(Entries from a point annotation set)
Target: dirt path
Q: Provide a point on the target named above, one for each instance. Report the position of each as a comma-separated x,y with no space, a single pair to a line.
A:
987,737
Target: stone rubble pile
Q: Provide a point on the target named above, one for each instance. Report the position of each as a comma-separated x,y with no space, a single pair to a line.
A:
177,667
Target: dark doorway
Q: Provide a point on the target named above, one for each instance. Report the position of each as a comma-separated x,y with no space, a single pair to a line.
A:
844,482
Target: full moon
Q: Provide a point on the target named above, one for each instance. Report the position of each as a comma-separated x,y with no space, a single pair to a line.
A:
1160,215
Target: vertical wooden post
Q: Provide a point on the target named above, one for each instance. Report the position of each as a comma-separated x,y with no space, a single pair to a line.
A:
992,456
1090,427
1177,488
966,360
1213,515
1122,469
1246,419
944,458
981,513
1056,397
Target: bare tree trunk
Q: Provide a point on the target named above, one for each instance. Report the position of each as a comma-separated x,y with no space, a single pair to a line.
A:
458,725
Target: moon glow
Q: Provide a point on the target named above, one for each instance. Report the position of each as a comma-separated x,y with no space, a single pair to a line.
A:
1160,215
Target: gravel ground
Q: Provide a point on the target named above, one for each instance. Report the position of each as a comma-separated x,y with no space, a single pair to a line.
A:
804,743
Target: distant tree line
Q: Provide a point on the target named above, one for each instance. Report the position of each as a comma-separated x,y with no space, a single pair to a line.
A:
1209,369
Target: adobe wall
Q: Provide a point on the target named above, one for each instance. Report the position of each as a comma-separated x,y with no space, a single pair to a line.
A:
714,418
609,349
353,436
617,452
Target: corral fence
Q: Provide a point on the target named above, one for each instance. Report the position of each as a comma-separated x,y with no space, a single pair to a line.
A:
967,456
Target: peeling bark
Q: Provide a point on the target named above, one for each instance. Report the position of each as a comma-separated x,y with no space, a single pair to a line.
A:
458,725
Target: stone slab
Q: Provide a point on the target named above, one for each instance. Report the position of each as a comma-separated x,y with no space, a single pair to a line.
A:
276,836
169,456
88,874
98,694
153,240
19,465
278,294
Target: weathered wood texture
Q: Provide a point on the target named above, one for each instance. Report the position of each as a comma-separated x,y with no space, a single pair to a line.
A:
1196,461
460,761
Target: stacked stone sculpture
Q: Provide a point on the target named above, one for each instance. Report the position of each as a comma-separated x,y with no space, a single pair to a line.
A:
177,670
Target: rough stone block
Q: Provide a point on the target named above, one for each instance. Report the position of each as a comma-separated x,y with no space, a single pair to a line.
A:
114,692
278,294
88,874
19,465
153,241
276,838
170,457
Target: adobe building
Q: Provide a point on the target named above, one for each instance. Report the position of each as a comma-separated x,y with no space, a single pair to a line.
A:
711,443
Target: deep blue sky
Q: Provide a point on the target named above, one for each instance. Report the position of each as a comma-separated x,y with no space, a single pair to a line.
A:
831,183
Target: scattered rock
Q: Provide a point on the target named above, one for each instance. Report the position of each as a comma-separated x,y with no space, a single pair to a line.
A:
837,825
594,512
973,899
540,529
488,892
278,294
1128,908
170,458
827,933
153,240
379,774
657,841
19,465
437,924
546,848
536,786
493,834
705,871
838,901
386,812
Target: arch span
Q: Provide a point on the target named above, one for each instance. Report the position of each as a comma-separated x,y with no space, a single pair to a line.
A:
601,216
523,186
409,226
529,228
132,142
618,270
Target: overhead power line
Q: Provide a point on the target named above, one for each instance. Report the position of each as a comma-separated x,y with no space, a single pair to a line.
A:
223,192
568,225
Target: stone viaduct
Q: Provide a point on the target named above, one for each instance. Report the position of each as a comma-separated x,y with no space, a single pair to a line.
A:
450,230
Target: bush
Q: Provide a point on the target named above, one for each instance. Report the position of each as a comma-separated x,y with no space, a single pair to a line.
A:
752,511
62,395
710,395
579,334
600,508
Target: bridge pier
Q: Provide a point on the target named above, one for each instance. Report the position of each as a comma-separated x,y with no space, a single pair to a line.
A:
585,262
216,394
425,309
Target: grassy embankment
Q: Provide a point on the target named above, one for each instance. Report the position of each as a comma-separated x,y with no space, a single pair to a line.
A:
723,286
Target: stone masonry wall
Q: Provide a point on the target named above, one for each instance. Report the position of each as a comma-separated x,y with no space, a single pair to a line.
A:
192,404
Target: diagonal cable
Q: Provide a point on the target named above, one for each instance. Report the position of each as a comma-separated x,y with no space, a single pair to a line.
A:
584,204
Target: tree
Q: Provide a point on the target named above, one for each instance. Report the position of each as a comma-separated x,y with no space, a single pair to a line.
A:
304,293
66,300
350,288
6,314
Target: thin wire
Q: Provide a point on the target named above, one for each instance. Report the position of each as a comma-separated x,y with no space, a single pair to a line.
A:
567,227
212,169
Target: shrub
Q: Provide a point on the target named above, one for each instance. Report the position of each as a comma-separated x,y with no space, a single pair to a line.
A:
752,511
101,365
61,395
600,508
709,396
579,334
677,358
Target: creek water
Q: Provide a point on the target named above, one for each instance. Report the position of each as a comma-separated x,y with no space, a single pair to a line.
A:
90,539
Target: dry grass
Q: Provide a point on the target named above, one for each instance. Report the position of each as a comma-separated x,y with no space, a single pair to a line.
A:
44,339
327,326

- [Requirement]:
Switch "comma-separated" to "comma-delimited" everywhere in the listing above, and reproduce the whole listing with nothing else changed.

- [Response]:
Target: dirt path
Q: Provide a point on the target named above, one for each instance. Report the position of each as a comma-delimited x,y with no space, a single pair to a line.
A:
987,737
Target: stone rubble pile
Q: Provide a point on the target named above, one for each instance. Report the position of each as a comma-delimited x,y with no space, a single pair to a line.
A:
177,667
Target: dark doorway
Q: Provide a point on the target named above, one for each instance. Report the position of each as a comma-delimited x,y with no space, a single pair to a line.
A:
844,482
Target: full moon
Q: Provide a point on the target named above, one for each instance. Report the position of each as a comma-delimited x,y with no space, a single pair to a line.
A:
1160,215
Target: vertical wooden post
Q: Provide a point on the target named above, one for each instance. Report the position of each as a comma-delimited x,y with no space, a single pair to a line.
A:
992,456
1090,427
1177,488
966,360
1213,515
1122,469
1246,419
944,458
981,513
1056,397
Target: bare tree trunk
Q: Provide a point on the target named above, one for each instance. Report the position of each as a comma-delimited x,y with no space, a single pair to a line.
A:
458,725
Target: moon glow
Q: Provide a point on the target named above, one for each instance. Report the position of each as a comma-delimited x,y with no space, a single pair to a line.
A:
1160,215
Target: gravel ground
Q: Provide a point on the target named above, one for each instance. Report the position of each as a comma-delimited x,y with no space, a single pair to a line.
A:
804,743
Target: distant tree line
Q: Provide a point on the target named above, one for each instance. Report the position of each as a comma-delimited x,y with no space, a single pair to a line.
A:
1209,369
Target: adobe wall
Q: Provide a point on the target named above, one for each instance. Report the position of each as a comma-delimited x,y with no space, a single pair to a line.
A:
714,418
609,349
353,436
617,452
Target: corral fence
Q: Provide a point on the target named above, one for each instance. Report the position of each as a comma-delimited x,y with no space, a single pair to a line.
A:
967,456
Target: peeling bark
Q: Provide a point on the target named above, one for each instance. Report the position of each as a comma-delimited x,y with no space, a single pair to a line.
A:
458,725
Target: stone slab
Q: Provide a point on the target named above, one for each instance. Report the position of each as a comma-delimited x,y with no space, a single pair to a line.
A:
276,836
169,456
88,874
98,694
153,240
19,465
278,294
Target: weathered wood texture
Q: Provide a point on the target named above, one for each instance. Report the position of each as a comma-delimited x,y with no space, a single pair to a line.
A:
1196,461
460,761
Target: stacked stone sculpture
Q: Provide a point on the target named above, one for each instance. Report the position of each as a comma-delimited x,y with no space, a single pair to a line.
A:
177,670
Target: rough stone block
Q: Provide a point on the target named above, one for each instance. Report the position of each as a comma-delimited x,y with no space, a single pair to a line.
A:
114,692
278,294
88,874
19,465
153,241
276,838
170,457
Target: adobe building
Q: Provide a point on the target named above, one for each instance. Report the position of each as a comma-delimited x,y with no space, a single pair to a line.
A:
711,443
Target: deep blue sky
Q: Provide a point on the target named above, one for each instance. Report the position of each as a comma-delimited x,y with no space, a single pair to a line.
A:
831,183
Target: scattered rock
Q: Provide a point on the target named above, one for each instance. Report the position of each as a comma-delimited x,y with no space, a single pair to a line.
A:
837,825
594,512
973,899
540,529
488,892
278,294
1128,908
170,458
827,933
153,240
379,774
657,841
19,465
437,924
546,848
536,786
493,834
705,871
838,901
386,812
Target: arch span
Q: Provide a point on the target named above, one for each instance. Report the position of each as a comma-delimited x,y with no space, a single pair to a line.
A:
601,216
523,186
409,226
529,228
132,142
618,270
Target: overhead power line
Q: Provide a point on the target named above, one for each instance. Report the position of each as a comma-delimited x,y with no space, a single pair to a line.
A:
223,192
568,225
Target: stone viaduct
Q: Provide a point on the target named above, one for each instance. Report the position of each as a comma-delimited x,y with no space, a single pair to a line.
A:
450,230
Target: bush
Q: Provide a point on the target named above, one for each instance. Report the position of each as a comma-delimited x,y with no space, a single pair to a line.
A:
752,511
62,395
710,395
579,334
600,508
Target: bridge pier
Q: Provide a point on the target named above, one for each instance. Report the position of each as a comma-delimited x,y with no space, a single pair to a line.
A:
585,262
216,394
425,309
Target: grassy embankment
Q: Provide a point on the target named above, one for each instance. Report the position of each as a comma-delimited x,y with no space, a single pair to a line.
A:
723,286
Target: stone masonry wall
Q: Provide a point on the target named above, one for each instance. Report the position of each as a comma-delimited x,y with no space, a single pair to a line.
A:
192,404
Target: diagonal cable
Q: Provide a point on the target named above, one for each instance. Report the position of each as a comma-delimited x,y with no space, a single pair to a line.
A:
584,204
Target: tree
Q: Provide a point on the target named above, one for each instance. Report the position of each as a comma-delimited x,y with no space, a single pair to a line.
A:
304,293
66,300
350,288
6,314
Target: thin wire
Q: Provide a point on the target named above, one for each instance. Report the position of each as a comma-delimited x,y with no space, a single pair to a line.
A:
567,227
212,169
Target: shrub
Q: Provide a point on the target named above, one for each instance. Report the position of each as a comma-delimited x,y with no space, a single pair to a line.
A:
752,511
101,365
61,395
600,508
709,396
579,334
677,358
Target: creek water
Q: Provide a point on the target named above, one for each instance. Report the position of each as a comma-delimited x,y with no space, a single pair to a line.
A:
90,539
Target: dry grass
Q: Provide a point on the target named above, one for each instance. Report the position of each as a comma-delimited x,y with no space, a single pair to a line.
A:
44,339
327,326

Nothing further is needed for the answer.